#### Material supplied

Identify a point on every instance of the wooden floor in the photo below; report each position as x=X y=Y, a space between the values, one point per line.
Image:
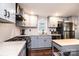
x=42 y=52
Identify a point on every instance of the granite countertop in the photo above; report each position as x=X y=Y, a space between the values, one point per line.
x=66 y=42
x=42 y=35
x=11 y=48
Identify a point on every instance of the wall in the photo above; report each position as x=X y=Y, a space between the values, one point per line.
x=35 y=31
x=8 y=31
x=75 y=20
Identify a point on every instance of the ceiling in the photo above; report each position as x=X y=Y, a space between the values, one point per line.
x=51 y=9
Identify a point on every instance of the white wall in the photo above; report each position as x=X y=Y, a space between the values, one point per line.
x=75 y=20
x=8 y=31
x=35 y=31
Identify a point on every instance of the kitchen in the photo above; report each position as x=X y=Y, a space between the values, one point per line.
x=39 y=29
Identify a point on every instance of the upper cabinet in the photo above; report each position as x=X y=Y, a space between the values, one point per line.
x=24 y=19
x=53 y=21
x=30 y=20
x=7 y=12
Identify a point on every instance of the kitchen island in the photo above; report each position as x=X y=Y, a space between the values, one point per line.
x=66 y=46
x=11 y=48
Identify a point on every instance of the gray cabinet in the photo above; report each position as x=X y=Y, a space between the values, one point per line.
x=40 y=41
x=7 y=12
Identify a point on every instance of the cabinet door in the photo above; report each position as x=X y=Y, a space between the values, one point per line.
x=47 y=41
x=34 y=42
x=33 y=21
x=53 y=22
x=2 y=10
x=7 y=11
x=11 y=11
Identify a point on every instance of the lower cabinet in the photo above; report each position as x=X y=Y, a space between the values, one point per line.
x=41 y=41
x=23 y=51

########
#### Material supplied

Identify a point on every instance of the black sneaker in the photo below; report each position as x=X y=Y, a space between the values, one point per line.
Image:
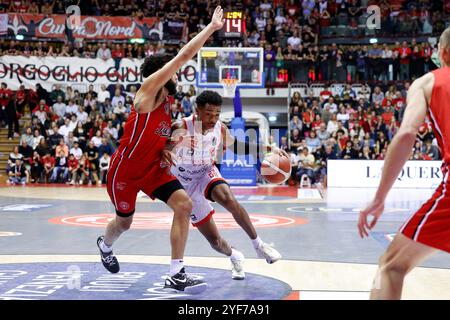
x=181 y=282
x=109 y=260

########

Exercise directions
Gather each line of the items above that contains the word "kitchen", and copy every such line in full.

Final answer
Identify a point on every instance of the kitchen in the photo above; report each position as x=X y=Y, a space between the values, one point per line.
Identify a point on every instance of the kitchen island in the photo above; report each position as x=X y=Y, a space between the values, one point per line.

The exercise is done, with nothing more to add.